─── Passage for review ───

“Lean into the discomfort”
I read that in a book by
Brene Brown. It is exactly what recovery is all about and it is exactly why
recovery is so hard for some. I can’t speak for anyone else, but discomfort is
what I have spent most of my life trying to avoid.
Feeling uncomfortable and vulnerable is fucking scary.
Letting people see who you really are and hoping you will get love back from
them is fucking scary. For me I can get love back from 1,000 people, but it is
the
one person who doesn’t give it back that I will remember. That is the
one person I will fixate on and tear myself apart about. Because I am scared
that one
person sees through me and sees I am just full of shit. Even though today my
first goal is honesty, I lied so much to myself and others for the last 35
years I still worry that I am just as awful as I always thought I was. Sometimes for me
when I am honest I get scared and
instantly I can be right back where I think I started from.
From what I have heard over the past year about recovery, it is that way
for a lot of us. From what I have read in Christianity, Buddhism, Hinduism,
Taoism and Confucianism it is not special to addict and alcoholics, it is the
human condition. What is special to addicts and alcoholics is how we deal with
those feelings. I know, for myself, I would drown those feelings with cocaine
and vodka. I would run as fast as I could from the person who was frightening. Today I still want to run, but I have a HP, sponsor, friends and program that helps me stay.
Last night a gift of my efforts happened for me. I went to a
bar and had fun without drugs or alcohol. My goal was to get dressed up and go
dancing, something I never thought that would be possible. Well, I did just what I set out to do. It was a ball. I danced my bum off with some fantastic sober women, who I am lucky enough to call my friends. When I went to
treatment I thought I had given up fun for the rest of my life and I was okay
with that. My Higher Power had humbled me to the point of total surrender and I
just didn’t want to feel the way I felt anymore.
Something else happened last
night too. A woman who was one of my idols as a little girl, died at the hands
of the same disease I suffer from. She died alone in a hotel room, just like so
many of us do.
My first thought was her daughter. This idol of mine has a
daughter only one year older than my own. Last year, at about this same time, I
came close to leaving this world in a similar fashion. I would have left my
daughter, with what I can only guess, would be the same feelings that young
woman is feeling today. I would never desire to hurt my little girl and it
breaks my heart to know how close she came to not having a mother in her life. I
have heard other mothers share those same feelings while in sobriety. I can
only imagine that is how my idol felt too.
I have no idea why some of us are blessed to stay sober
today and some are not. I don’t feel special in anyway and I know I am not
smarter than most. I have no answers and sometimes I still wake up in so much
fear I can’t stand myself. I am still learning how to “feel” my emotions and it
makes me crazy that it is so incredibly hard to do it. But today I woke up
without the urge to pick-up a drink or use a drug. Today I woke up willing to
do what I could to face this day, whatever it may bring. Today I was given a
gift.
I like to think we are all given the same gifts every day. I
imagine that the beauty of life has always been all around me and I was just
blind to it before. In Buddhism, the Buddha teaches that some only have “a
little dust in their eyes” and if that dust is removed, they can be awakened. Maybe that’s it, maybe not.
I am sending lots of love to that beautiful woman who lost
her fight last night with this disease. I hope wherever she is now, there is love, peace
and joy all around her. I am grateful
that today, even when I can’t constantly feel it, I do try and remember, there
is love, peace and joy around me….. always.
R.I.P. WH
You helped countless others stay sober today.

─── Entries provided ───

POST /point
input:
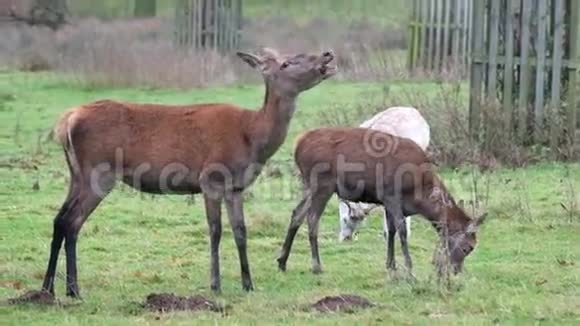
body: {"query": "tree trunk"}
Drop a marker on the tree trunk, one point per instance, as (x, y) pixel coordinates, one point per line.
(145, 8)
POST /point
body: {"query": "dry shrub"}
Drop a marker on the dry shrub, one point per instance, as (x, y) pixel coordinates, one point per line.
(27, 48)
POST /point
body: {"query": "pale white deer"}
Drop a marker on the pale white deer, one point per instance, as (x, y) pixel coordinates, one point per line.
(399, 121)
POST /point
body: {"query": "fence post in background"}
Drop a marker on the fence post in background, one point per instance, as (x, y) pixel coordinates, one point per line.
(208, 24)
(540, 69)
(477, 67)
(572, 116)
(524, 71)
(554, 113)
(508, 89)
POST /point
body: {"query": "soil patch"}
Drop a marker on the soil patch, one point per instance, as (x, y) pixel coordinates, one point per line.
(342, 303)
(165, 302)
(34, 296)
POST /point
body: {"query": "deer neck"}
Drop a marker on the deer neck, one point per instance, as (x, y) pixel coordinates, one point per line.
(272, 124)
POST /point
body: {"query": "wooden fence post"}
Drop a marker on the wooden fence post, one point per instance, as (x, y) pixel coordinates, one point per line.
(572, 116)
(477, 67)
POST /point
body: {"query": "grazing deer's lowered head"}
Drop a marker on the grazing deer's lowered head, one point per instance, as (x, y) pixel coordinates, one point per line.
(213, 148)
(369, 166)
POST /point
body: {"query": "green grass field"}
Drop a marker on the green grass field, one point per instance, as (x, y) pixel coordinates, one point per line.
(525, 270)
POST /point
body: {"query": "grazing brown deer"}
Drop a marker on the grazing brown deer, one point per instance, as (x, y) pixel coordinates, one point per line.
(216, 149)
(364, 165)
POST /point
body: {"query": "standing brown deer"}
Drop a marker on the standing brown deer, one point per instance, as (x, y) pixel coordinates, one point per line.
(215, 149)
(364, 165)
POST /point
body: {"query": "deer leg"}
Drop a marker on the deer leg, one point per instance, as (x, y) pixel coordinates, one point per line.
(298, 215)
(234, 204)
(316, 209)
(57, 240)
(88, 200)
(391, 230)
(213, 213)
(394, 209)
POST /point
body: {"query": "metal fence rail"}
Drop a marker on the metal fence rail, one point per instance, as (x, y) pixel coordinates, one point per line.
(525, 57)
(439, 34)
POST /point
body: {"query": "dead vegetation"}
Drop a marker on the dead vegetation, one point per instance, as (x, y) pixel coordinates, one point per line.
(141, 52)
(167, 302)
(342, 303)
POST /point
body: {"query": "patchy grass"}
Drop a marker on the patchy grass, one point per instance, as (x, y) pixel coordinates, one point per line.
(524, 270)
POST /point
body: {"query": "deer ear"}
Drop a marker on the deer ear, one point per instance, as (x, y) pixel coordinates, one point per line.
(479, 221)
(252, 60)
(474, 226)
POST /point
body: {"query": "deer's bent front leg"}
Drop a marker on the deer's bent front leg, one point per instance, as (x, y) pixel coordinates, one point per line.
(234, 204)
(214, 222)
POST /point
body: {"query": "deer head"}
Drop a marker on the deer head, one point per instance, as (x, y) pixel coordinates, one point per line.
(290, 75)
(462, 243)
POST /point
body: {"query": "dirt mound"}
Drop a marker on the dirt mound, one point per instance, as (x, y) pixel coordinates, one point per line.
(342, 303)
(165, 302)
(34, 296)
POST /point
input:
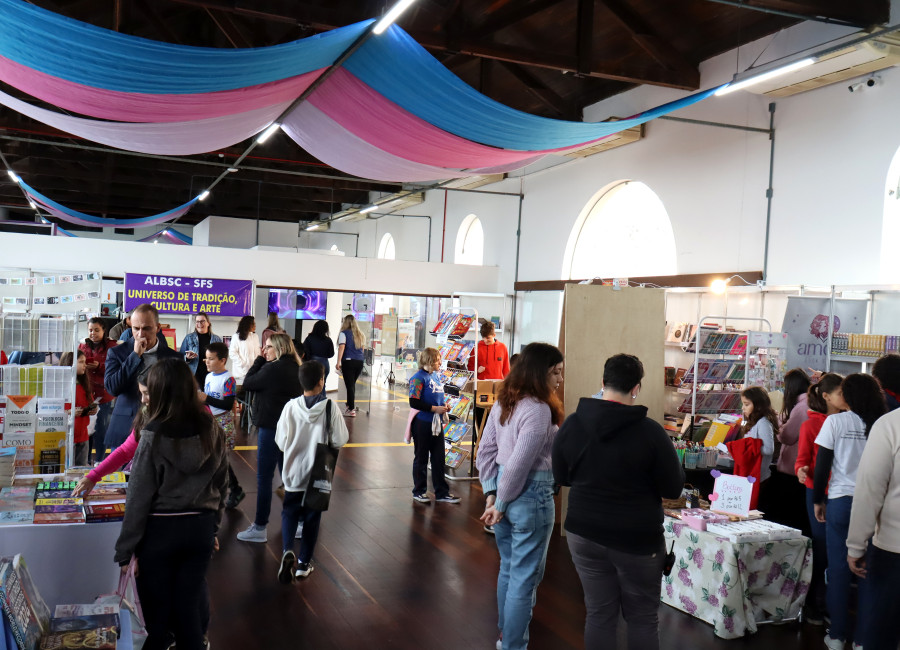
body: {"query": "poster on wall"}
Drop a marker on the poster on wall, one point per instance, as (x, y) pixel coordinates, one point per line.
(807, 328)
(184, 295)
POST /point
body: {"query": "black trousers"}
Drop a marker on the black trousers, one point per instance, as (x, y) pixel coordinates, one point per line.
(173, 558)
(351, 369)
(425, 444)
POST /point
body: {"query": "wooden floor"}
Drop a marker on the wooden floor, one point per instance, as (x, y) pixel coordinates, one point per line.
(393, 573)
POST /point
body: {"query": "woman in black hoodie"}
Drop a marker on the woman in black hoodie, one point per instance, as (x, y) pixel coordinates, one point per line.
(619, 464)
(275, 380)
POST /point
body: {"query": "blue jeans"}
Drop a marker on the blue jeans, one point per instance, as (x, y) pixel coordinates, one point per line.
(327, 366)
(837, 524)
(292, 513)
(820, 557)
(268, 456)
(100, 425)
(523, 536)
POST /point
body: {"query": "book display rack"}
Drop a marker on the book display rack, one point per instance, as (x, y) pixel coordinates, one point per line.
(455, 336)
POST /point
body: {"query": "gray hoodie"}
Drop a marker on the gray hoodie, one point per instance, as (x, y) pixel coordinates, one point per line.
(300, 428)
(172, 473)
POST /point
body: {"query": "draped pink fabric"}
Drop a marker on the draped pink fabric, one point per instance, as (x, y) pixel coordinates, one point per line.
(171, 138)
(138, 107)
(334, 145)
(375, 119)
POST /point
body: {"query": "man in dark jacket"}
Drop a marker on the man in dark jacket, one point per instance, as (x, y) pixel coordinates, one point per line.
(619, 464)
(127, 364)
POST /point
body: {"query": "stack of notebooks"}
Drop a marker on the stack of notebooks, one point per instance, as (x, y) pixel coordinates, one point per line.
(452, 325)
(16, 505)
(457, 351)
(83, 626)
(7, 465)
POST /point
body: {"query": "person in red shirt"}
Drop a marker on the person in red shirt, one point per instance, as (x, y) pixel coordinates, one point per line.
(83, 409)
(493, 358)
(822, 402)
(95, 347)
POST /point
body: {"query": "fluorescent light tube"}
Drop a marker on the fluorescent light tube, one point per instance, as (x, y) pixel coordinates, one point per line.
(392, 15)
(268, 133)
(765, 76)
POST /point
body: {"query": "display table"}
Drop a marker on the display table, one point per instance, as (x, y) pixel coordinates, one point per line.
(733, 586)
(70, 563)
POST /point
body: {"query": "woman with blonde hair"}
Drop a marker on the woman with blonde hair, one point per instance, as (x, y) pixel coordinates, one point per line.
(351, 354)
(426, 395)
(275, 379)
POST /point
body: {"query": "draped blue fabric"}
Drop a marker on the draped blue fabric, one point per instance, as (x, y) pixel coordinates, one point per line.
(400, 69)
(105, 222)
(101, 58)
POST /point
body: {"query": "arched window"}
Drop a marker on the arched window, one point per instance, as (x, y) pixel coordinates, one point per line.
(470, 242)
(890, 229)
(623, 231)
(386, 250)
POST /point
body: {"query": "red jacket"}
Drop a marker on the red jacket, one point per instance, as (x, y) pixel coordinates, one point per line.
(747, 462)
(81, 421)
(494, 358)
(806, 446)
(97, 352)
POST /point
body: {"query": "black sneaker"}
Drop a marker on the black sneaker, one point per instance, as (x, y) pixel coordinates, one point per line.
(303, 569)
(234, 498)
(285, 571)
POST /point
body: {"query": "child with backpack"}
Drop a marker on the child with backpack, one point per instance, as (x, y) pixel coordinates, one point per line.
(304, 423)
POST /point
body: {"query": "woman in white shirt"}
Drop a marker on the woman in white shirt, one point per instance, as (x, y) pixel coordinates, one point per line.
(840, 446)
(760, 421)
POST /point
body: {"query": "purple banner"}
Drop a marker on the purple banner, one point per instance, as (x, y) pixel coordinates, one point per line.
(182, 295)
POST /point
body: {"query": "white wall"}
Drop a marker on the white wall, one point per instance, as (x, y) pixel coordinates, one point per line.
(832, 156)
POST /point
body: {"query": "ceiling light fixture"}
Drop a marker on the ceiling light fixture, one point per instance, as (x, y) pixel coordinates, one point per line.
(268, 133)
(388, 19)
(764, 76)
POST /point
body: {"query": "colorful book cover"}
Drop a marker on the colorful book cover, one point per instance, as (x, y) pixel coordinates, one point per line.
(84, 622)
(27, 613)
(103, 638)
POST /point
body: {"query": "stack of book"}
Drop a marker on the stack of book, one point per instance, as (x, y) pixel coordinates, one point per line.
(16, 505)
(83, 626)
(7, 465)
(453, 325)
(25, 612)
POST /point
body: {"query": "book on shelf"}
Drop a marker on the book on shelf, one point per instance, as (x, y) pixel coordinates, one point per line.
(26, 612)
(455, 431)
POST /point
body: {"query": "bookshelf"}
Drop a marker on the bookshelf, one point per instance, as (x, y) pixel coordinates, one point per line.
(454, 334)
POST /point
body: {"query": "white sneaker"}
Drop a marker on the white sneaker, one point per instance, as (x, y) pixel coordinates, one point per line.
(834, 644)
(253, 533)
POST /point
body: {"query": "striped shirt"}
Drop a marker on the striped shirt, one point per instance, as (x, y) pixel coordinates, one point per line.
(521, 446)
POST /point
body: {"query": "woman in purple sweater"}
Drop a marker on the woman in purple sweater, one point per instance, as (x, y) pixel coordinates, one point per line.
(515, 470)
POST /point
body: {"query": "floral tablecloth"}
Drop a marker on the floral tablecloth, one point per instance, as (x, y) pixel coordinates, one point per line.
(732, 585)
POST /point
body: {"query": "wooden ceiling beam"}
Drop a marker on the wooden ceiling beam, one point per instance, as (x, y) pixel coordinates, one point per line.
(540, 90)
(653, 75)
(644, 36)
(862, 13)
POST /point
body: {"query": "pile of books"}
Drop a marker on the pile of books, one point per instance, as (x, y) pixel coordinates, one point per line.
(456, 378)
(455, 431)
(24, 611)
(16, 505)
(83, 626)
(732, 343)
(7, 465)
(452, 325)
(457, 351)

───

▸ **Your task**: Please rewrite everything from "Letting people see" down to "I started from." in the essay on recovery, putting "obsess" in place of "fixate".

▸ **Solution for this problem**:
Letting people see who you really are and hoping you will get love back from
them is fucking scary. For me I can get love back from 1,000 people, but it is
the
one person who doesn’t give it back that I will remember. That is the
one person I will obsess on and tear myself apart about. Because I am scared
that one
person sees through me and sees I am just full of shit. Even though today my
first goal is honesty, I lied so much to myself and others for the last 35
years I still worry that I am just as awful as I always thought I was. Sometimes for me
when I am honest I get scared and
instantly I can be right back where I think I started from.